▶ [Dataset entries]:
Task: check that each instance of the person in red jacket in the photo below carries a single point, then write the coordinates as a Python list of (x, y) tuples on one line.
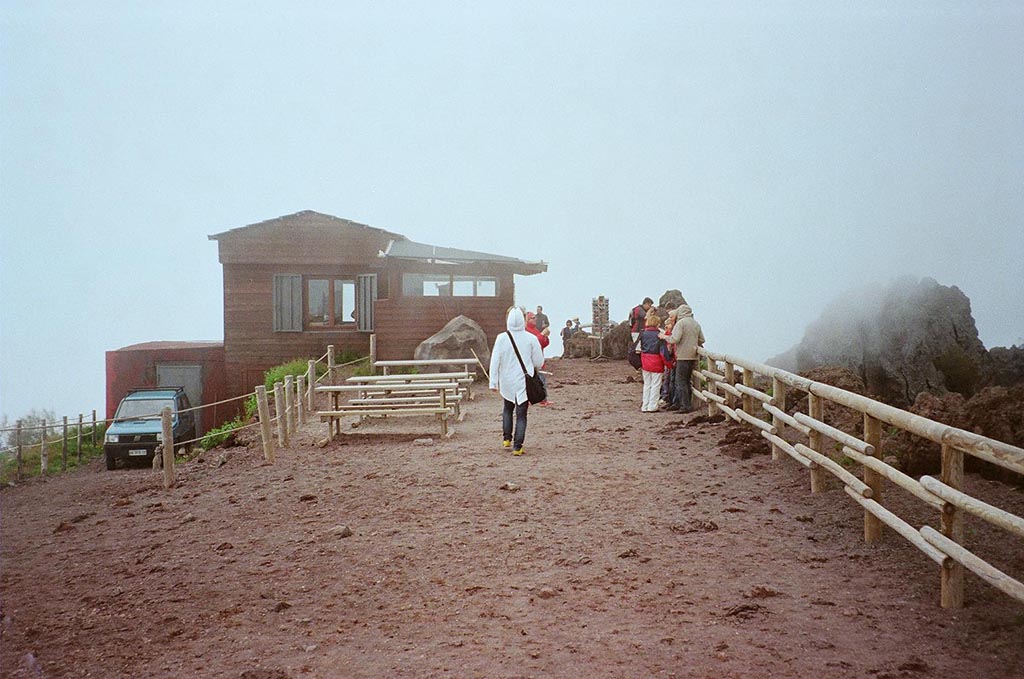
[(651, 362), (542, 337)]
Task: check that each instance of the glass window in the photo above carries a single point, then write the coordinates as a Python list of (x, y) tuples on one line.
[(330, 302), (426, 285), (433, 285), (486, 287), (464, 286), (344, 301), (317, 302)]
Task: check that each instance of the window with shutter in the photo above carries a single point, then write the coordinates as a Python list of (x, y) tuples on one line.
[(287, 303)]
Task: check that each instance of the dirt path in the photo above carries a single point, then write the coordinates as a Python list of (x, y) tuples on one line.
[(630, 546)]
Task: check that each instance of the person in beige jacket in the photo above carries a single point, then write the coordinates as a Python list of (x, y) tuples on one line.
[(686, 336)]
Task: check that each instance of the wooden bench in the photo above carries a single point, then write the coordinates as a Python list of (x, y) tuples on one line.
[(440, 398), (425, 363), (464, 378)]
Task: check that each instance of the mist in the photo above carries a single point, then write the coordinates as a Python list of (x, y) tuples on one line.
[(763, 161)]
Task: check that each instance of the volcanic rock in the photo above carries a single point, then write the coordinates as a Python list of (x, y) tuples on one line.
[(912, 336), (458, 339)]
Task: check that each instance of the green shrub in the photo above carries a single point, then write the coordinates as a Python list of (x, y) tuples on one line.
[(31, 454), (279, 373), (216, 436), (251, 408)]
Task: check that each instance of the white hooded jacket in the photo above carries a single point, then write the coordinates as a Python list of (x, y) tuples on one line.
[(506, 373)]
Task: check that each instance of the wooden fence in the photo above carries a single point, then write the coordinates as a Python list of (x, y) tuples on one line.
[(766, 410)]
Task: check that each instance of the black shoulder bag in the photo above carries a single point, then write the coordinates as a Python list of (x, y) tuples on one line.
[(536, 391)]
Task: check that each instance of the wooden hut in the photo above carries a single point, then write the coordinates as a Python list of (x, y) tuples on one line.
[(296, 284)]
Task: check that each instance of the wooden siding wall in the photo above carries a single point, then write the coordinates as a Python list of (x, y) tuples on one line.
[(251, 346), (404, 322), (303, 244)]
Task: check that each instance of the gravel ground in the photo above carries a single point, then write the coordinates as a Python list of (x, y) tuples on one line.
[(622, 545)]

▶ [EXERCISE DESCRIPTION]: Nothing but the lines from the one containing "Task: check that each instance of the gravel" through the end of the entries belongs in the answer; repeat them exactly.

▶ [YOUR RESPONSE]:
Task: check that each instance of the gravel ground in the photo above carries a single point, then write the coordinates as a Python list of (x, y) tuples on one line.
[(622, 545)]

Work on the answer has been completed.